What you need to do: Can you rewrite the items from the line with "the duck flock" to the line with "763], [227, 474]]", both ends included, leaving every request unchanged but multiplying each x and y coordinate in the answers by 2.6 and rounding to whole numbers, halves up? Return only those lines.

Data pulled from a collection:

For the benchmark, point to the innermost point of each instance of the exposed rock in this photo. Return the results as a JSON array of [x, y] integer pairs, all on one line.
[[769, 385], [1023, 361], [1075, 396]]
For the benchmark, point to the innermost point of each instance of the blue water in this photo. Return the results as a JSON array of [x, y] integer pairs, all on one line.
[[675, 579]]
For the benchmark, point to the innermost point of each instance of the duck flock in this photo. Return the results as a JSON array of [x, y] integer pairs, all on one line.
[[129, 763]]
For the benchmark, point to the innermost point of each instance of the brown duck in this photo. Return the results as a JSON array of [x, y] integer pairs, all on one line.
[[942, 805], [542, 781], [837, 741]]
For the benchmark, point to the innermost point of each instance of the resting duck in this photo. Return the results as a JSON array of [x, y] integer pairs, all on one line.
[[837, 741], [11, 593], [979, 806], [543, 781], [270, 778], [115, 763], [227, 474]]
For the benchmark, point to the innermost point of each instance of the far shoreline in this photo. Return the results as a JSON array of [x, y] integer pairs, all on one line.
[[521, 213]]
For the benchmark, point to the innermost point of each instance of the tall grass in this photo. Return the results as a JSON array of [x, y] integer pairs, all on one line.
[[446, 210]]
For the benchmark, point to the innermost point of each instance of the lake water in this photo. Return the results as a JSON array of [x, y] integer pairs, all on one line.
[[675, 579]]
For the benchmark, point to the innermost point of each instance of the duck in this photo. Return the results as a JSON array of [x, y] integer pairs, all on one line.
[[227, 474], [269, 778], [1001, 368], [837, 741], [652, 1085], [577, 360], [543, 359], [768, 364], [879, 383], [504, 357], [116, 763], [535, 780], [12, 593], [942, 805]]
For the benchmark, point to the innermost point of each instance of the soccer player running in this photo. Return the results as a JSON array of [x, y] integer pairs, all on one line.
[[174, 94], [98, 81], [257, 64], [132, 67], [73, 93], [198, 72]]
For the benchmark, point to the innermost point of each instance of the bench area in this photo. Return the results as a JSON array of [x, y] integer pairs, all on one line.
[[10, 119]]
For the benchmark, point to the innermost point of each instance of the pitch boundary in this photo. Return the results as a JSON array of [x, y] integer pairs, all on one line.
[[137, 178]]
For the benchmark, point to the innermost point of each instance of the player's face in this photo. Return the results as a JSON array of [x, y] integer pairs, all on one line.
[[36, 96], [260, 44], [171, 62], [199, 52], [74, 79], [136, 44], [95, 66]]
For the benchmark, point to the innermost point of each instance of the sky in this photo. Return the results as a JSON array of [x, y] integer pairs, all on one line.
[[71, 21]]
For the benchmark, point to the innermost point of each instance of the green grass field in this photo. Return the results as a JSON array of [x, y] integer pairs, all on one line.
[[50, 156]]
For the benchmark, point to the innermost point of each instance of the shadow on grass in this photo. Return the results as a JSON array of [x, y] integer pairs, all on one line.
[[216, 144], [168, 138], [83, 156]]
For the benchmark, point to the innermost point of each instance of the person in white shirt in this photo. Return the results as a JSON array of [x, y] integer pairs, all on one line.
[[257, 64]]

...

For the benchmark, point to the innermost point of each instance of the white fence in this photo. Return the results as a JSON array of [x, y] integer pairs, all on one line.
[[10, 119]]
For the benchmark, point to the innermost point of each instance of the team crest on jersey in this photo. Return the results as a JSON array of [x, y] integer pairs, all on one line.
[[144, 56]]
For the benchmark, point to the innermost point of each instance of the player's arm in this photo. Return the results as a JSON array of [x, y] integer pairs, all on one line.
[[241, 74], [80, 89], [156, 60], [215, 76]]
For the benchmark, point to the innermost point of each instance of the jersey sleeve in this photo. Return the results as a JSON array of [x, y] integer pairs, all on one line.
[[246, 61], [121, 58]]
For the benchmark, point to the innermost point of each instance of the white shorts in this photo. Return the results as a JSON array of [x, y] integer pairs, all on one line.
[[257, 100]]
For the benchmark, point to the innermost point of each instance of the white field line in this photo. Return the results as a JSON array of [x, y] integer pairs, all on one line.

Task result:
For the benchmark, point to the innermost point of each instance of the duck flock in this photo. Return the results as a JSON array of [x, y] integer pairs, all on one line.
[[335, 1984]]
For the benchmark, point to the innermost point of each instance of the brown duck in this photo. Return the results as a JSON array of [x, y] integer pairs, all on one line.
[[2449, 2093], [1409, 2031], [2176, 1927]]
For the benchmark, point to the innermost point of each instance of the resting duck in this photo. Return the results as a JSON array of [x, y] integer pairs, all on one line.
[[2176, 1927], [29, 1542], [2545, 2096], [1412, 2031], [702, 2023], [299, 1984], [590, 1232]]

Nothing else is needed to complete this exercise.